-- Written problem --
Pull out every line of the records below that contains the string "query".

[Data records start]

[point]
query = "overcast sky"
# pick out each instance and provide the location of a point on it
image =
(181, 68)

[Data records end]
[Data records start]

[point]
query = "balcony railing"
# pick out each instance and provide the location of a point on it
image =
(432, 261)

[Data records end]
[Data records start]

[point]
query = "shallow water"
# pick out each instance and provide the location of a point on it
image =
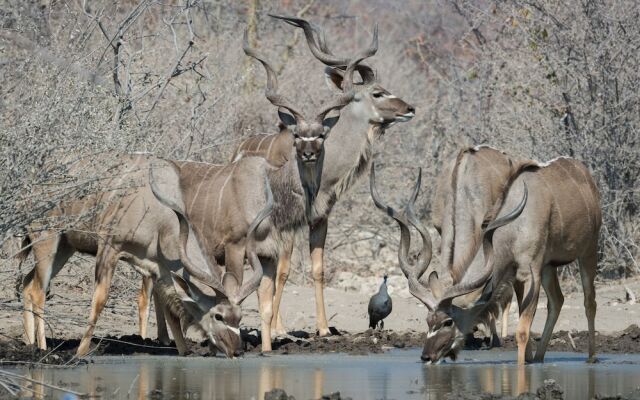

[Data records end]

-- Answer to this task --
query = "overcast sky"
query = "balcony railing"
query = "shallow water"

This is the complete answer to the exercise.